**本文抜粋**
****
私はアダルトチルドレン?と思ったら…その傾向と克服への道筋とは
「私はアダルトチルドレンではないかと思って…」そう話してくださる方は、実は少なくありません。
人間関係でのつまずきが、いつも同じようなパターンで繰り返されていたり、日々漠然とした空虚感や不安、自分を否定したくなるような気持ちを抱いていたりするような場合、「子供の頃に育った環境に原因があるんじゃないだろうか」と思い至ることが多いようです。
そしてご自分のことを、まるで何かの病気であるような、人間的に欠陥があるかのように表現されることもあります。
しかし、それは大きな誤解です。
アダルトチルドレンは病気ではありません。人間的に欠陥があるわけでもありません。 子供の頃に、家族を守るため、自分自身を守るために課してきた厳しいルールが大人になってからも影響を及ぼし続けているために、心が自由を失っている状態のことです。
「過去を振り返っても意味がない」、と言われることもあるでしょう。
「いまさら親のせいにはしたくない」、と思う人もいるでしょう。
しかし、自分を常にせきたてるものは何なのか、自分を不安から解放しないもの何なのか、その正体に向き合うことは、 「大人になった私は、人生を、生き方を、自分で選択していくことができるのだ」 と納得するために、避けて通ることのできない重要なことなのです。
アダルトチルドレンは、性格や考え方にどのような傾向があり、精神的な疾患にどう結びつくのか、そして、アダルトチルドレンであることを克服し、自分の足で自分の人生を歩んでいくための道筋はどのようなものかについて、ご紹介いたします。
1.アダルトチルドレンの特徴
1-1.『機能不全家族』という生育環境
アダルトチルドレンは、大人になりきれない子供のような人であるという解釈が広まったことがありますが、それは本来の意味とは違います。
幼少時代に、子供らしい、素直な欲求に従った“本当の自分”を出すことができず、不安と緊張の中で幼少時代を送った人々が、大人になっても人間関係のトラブルが続いたり、生きづらさを抱えていたりすることがあります。
彼らの生育環境は、『機能不全家族(=家族のメンバーの成長や変化に合わせて柔軟に対応することができず、家族としての必要な働きを果たせる状態にない家族のこと)』であったと考えられ、この機能不全家族で育った人たちのことを指して『アダルトチルドレン(アダルトチャイルド)』と呼ぶようになりました。
****
**データ一覧**

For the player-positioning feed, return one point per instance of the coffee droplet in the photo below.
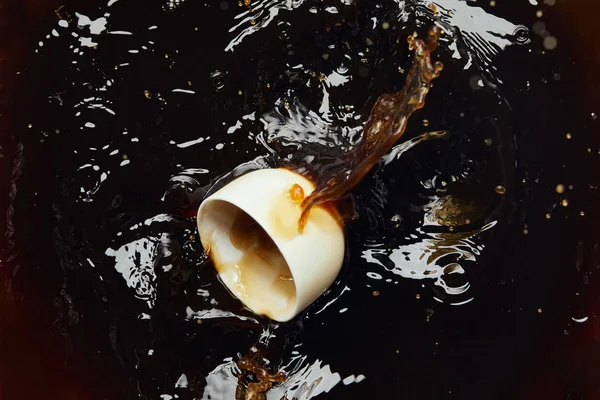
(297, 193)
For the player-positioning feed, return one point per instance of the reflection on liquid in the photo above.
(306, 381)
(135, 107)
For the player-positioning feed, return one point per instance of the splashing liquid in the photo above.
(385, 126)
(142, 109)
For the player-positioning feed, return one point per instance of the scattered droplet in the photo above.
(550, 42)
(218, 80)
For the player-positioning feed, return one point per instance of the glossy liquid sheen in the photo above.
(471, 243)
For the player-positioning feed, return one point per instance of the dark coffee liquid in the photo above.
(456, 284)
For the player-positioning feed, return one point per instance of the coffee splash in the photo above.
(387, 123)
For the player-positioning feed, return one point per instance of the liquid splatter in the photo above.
****
**作業内容**
#1 アダルトチルドレンについての文章を読み、次の問いに答えてください。
(a) 文章によると、アダルトチルドレンは病気ですか。
(b) アダルトチルドレンが育ったと考えられる生育環境は、何と呼ばれていますか。
(c) 本来の意味とは違うとされている、一時期広まった解釈はどのようなものですか。
#2 データ一覧のうち、「splash in the photo above.」を含む行からデータ一覧の最後の行までを、一字一句変えずに書き写してください。

**解答**
#1
(a) いいえ、アダルトチルドレンは病気ではありません。
(b) 『機能不全家族』と呼ばれています。
(c) アダルトチルドレンは大人になりきれない子供のような人である、という解釈です。

#2
For the player-positioning feed, return one point per instance of the coffee splash in the photo above.
(387, 123)
For the player-positioning feed, return one point per instance of the liquid splatter in the photo above.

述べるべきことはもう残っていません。